It looks like for whatever reason your cluster isn't using the python you
distributed, or said distribution doesn't contain what you think.

I've used the following with success to deploy a conda environment to my
cluster at runtime:
https://henning.kropponline.de/2016/09/24/running-pyspark-with-conda-env/

On Thu, Sep 6, 2018 at 2:58 AM, Hyukjin Kwon <gurwls...@gmail.com> wrote:

> Are you doubly sure if it is an issue in Spark? I used custom python
> several times with setting it in PYSPARK_PYTHON before and it was no
> problem.

■ **Records**:
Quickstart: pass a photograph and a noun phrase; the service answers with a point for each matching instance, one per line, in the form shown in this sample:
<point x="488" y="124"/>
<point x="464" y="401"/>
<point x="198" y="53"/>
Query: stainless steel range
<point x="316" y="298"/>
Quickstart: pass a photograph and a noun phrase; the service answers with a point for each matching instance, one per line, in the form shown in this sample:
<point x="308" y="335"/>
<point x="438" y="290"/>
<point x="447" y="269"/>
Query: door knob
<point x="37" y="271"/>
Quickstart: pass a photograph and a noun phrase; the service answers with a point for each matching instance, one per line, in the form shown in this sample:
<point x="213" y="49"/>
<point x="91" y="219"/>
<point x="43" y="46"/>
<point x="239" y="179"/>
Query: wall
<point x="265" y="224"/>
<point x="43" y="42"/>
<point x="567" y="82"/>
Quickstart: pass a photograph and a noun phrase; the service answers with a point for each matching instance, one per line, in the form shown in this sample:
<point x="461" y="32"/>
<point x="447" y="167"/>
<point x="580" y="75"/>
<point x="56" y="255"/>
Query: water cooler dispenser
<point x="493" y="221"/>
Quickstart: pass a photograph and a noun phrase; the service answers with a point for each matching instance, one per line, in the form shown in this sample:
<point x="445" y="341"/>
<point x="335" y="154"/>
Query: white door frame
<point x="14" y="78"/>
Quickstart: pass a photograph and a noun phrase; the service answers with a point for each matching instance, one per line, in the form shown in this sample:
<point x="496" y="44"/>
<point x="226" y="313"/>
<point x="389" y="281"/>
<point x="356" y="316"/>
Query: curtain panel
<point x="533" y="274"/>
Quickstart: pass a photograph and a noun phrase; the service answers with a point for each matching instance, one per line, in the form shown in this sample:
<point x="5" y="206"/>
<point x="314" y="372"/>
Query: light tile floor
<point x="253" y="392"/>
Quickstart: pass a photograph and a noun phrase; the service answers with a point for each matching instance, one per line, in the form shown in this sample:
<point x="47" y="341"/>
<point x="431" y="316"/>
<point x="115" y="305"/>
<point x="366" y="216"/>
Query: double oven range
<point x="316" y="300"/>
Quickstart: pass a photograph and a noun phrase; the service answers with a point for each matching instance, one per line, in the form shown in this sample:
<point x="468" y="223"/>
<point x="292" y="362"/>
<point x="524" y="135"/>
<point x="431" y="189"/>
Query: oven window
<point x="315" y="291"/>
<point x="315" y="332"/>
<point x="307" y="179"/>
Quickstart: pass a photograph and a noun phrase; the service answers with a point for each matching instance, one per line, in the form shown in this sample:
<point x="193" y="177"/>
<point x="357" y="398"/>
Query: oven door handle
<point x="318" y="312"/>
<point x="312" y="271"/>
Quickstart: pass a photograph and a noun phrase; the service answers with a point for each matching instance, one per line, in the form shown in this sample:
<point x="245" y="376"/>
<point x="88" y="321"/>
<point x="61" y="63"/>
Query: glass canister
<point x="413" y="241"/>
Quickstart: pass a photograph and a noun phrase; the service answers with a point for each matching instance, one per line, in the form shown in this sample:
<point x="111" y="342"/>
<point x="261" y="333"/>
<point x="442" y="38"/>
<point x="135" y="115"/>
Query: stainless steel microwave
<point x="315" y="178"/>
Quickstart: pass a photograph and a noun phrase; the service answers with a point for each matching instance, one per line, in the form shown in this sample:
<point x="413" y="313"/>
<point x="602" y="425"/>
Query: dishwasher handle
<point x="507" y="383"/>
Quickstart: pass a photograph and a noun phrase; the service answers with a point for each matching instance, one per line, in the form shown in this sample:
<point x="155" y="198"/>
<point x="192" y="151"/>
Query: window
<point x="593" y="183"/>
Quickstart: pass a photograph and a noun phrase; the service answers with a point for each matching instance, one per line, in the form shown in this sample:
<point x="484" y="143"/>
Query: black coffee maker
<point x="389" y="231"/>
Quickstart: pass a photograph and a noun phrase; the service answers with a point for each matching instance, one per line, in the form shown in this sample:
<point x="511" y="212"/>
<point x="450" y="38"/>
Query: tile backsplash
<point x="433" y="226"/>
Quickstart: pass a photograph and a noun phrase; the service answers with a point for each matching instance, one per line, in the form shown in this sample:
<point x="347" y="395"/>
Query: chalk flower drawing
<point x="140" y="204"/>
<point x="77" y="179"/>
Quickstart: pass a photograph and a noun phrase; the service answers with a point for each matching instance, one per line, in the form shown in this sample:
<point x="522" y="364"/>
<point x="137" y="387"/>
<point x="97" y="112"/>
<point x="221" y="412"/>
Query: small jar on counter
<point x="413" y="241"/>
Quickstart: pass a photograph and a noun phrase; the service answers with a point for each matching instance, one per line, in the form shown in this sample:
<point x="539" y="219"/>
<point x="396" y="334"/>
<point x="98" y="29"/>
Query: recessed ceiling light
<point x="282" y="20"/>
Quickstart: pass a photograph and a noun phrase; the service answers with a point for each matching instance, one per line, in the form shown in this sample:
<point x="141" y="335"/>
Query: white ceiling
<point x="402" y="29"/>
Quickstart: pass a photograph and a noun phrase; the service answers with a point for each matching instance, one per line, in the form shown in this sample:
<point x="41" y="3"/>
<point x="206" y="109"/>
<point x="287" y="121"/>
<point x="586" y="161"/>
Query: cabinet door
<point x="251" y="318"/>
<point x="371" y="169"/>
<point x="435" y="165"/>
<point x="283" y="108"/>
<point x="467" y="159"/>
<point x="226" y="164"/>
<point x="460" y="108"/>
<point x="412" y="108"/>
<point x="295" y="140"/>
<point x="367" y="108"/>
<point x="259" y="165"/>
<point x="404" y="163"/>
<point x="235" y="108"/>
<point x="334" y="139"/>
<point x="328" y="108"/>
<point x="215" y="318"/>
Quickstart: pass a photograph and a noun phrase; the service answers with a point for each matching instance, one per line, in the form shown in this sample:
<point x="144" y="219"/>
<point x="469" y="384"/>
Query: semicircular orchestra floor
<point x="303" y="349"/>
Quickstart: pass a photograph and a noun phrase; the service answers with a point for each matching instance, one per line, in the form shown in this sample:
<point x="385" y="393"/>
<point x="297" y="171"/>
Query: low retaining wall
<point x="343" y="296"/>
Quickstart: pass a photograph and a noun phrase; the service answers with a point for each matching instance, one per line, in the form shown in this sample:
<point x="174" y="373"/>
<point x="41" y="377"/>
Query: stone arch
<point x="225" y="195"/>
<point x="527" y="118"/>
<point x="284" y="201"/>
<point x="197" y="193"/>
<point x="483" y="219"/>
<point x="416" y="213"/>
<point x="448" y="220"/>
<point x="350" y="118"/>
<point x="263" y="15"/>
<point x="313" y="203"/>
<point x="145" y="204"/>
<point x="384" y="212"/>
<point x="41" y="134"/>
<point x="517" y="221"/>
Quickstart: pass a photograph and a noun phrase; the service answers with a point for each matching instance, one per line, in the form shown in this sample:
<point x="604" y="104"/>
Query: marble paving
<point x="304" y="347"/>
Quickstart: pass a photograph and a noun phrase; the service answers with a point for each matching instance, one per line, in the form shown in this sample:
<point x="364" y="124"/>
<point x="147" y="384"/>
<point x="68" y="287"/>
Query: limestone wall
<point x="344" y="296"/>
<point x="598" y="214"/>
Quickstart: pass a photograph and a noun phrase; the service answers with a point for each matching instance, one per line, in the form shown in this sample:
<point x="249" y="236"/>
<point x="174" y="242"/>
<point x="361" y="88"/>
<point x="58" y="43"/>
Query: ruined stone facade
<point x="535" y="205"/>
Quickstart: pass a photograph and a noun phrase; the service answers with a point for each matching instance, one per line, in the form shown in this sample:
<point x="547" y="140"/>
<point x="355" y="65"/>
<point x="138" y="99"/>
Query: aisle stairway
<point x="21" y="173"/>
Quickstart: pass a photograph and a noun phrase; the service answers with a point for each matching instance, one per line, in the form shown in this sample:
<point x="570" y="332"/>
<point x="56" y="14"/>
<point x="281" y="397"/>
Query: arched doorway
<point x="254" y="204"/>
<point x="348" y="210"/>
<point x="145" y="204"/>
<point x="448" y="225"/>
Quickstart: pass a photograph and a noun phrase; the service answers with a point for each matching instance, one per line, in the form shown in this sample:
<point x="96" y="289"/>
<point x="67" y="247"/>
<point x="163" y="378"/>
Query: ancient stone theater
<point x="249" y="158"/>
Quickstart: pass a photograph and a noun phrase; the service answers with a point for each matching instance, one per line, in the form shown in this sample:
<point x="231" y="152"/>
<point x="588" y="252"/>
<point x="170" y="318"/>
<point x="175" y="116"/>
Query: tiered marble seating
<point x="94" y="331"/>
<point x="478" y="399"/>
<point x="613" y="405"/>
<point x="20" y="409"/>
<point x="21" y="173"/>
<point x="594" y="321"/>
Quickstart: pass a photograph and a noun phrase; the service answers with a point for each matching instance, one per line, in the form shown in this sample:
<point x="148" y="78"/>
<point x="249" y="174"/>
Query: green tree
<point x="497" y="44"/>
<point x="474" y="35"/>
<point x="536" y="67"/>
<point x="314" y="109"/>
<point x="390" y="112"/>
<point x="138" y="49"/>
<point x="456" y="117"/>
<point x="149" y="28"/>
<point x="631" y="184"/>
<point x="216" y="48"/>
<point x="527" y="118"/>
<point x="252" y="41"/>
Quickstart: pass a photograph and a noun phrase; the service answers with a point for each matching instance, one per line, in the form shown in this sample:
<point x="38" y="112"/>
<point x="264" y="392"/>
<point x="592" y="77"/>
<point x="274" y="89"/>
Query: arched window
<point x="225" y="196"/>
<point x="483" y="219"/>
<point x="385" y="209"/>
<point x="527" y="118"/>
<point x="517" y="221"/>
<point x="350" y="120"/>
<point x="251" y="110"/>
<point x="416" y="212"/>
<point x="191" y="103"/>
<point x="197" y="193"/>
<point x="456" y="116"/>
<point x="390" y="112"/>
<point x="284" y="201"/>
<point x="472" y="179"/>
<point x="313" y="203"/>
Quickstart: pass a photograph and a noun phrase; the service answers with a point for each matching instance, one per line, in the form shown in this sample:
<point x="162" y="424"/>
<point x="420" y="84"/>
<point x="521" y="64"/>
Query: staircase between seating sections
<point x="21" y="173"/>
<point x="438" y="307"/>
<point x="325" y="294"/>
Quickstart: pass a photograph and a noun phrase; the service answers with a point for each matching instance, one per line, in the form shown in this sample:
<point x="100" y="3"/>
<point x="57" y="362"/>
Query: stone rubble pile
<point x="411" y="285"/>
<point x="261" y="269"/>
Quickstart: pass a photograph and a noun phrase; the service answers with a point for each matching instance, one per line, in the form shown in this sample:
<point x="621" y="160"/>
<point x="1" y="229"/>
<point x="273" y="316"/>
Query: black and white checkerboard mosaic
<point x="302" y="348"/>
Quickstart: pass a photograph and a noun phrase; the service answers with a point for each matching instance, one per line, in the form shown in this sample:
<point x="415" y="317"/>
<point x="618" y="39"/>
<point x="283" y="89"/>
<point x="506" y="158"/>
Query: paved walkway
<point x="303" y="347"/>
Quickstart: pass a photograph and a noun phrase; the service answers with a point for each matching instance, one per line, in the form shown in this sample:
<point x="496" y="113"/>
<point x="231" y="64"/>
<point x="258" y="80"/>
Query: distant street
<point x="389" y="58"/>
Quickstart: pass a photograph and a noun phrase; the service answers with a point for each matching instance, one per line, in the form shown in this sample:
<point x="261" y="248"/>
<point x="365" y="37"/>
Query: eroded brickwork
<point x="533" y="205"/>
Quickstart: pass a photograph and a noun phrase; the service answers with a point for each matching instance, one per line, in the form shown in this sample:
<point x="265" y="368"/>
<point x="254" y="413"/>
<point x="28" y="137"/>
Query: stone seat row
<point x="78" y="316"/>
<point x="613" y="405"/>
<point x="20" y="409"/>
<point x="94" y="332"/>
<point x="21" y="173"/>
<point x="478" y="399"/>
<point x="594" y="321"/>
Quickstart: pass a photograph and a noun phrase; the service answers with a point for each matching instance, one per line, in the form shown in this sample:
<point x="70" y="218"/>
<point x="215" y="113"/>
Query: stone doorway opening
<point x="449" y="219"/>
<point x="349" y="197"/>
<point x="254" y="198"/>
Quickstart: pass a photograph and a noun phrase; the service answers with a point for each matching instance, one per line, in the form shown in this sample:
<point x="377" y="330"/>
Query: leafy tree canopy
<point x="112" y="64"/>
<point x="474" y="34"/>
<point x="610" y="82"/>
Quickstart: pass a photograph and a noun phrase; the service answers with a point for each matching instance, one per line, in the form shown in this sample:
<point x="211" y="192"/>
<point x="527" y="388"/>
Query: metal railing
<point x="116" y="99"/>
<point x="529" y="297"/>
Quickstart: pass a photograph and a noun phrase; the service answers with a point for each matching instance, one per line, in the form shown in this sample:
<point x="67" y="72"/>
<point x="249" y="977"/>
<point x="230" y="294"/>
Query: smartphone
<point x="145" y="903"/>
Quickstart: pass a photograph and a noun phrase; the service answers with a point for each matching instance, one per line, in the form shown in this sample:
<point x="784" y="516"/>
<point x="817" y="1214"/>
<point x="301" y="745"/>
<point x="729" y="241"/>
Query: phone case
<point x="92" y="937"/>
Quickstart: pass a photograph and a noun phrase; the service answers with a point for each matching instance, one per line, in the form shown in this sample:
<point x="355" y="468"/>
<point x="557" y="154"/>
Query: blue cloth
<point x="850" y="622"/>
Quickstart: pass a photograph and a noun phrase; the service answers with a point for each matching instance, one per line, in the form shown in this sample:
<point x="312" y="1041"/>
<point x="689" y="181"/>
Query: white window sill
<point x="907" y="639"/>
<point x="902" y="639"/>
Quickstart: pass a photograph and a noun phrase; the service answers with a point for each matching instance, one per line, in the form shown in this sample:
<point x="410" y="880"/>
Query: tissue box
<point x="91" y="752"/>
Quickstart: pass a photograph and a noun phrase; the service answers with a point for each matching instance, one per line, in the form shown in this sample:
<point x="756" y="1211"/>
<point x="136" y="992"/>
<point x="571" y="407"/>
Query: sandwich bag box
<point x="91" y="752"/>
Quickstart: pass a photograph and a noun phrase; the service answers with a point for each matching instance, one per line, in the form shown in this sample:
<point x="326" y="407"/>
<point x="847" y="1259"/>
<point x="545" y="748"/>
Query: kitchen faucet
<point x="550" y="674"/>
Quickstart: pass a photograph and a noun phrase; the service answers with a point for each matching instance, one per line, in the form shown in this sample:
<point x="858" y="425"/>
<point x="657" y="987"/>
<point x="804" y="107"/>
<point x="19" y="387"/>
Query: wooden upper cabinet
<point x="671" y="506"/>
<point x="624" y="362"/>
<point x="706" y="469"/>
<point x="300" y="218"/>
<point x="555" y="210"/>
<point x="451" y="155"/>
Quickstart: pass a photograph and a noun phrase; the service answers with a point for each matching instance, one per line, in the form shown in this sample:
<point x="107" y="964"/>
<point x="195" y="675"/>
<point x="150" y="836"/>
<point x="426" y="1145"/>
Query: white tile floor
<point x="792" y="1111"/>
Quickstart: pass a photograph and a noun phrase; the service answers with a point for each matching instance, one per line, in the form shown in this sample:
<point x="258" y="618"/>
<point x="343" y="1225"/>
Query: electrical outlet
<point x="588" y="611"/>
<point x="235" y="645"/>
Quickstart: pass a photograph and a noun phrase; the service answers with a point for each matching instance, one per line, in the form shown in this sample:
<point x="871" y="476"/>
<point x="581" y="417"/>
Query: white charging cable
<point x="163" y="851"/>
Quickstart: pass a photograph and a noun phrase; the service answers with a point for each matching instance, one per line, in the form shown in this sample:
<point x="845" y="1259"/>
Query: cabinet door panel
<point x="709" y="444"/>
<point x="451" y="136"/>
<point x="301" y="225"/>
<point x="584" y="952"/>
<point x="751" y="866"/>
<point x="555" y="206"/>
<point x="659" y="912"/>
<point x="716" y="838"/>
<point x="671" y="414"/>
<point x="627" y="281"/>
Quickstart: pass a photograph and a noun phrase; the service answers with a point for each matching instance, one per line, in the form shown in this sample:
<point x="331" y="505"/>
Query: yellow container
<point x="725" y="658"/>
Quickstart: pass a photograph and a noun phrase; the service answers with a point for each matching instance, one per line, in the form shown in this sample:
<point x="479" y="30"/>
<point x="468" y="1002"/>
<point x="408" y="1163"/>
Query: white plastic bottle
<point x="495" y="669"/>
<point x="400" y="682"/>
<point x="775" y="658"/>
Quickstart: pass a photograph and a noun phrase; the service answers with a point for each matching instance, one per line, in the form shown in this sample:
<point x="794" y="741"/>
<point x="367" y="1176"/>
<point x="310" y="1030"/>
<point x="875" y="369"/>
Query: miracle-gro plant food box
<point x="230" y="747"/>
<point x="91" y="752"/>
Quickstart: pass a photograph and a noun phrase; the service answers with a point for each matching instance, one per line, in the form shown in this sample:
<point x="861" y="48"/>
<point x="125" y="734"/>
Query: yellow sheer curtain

■ **Stated goal 1**: In the PySpark reply, which setting did Hyukjin Kwon use to run custom Python?
■ **Stated goal 2**: From the line introducing the quoted message in the PySpark reply, list the day of the week, the date, the time and the sender's name.
■ **Stated goal 3**: Pick up the PySpark reply after its final line and carry it on.
The items have no connection to the PySpark reply.

■ **Exercise response 1**: PYSPARK_PYTHON

■ **Exercise response 2**:
- Day of the week: Thu
- Date: Sep 6, 2018
- Time: 2:58 AM
- Sender's name: Hyukjin Kwon

■ **Exercise response 3**:
>
> 2018년 9월 6일 (목) 오후 2:21, mithril <twinmeg...@gmail.com>님이 작성:
>
>> For better looking , please see
>> https://stackoverflow.com/questions/52178406/howto-make-
>> pyspark-use-custom-python
>> <https://stackoverflow.com/questions/52178406/howto-make-
>> pyspark-use-custom-python>
>>
>> ----------------------
>>
>>
>> I am using zeppelin connect remote spark cluster.
>>
>> remote spark is using system python 2.7 .
>>
>> I want to switch to miniconda3, install a lib pyarrow.
>> What I do is :
>>
>> 1. Download miniconda3, install some libs, scp miniconda3 folder to spark
>> master and slaves.
>> 2. adding `PYSPARK_PYTHON="/usr/local/miniconda3/bin/python"` to
>> `spark-env.sh` in spark master and slaves.
>> 3. restart spark and zeppelin
>> 4. Running code
>>
>>     %spark.pyspark
>>
>>         import pandas as pd
>>         from pyspark.sql.functions import pandas_udf,PandasUDFType
>>
>>
>>         @pandas_udf(df.schema, PandasUDFType.GROUPED_MAP)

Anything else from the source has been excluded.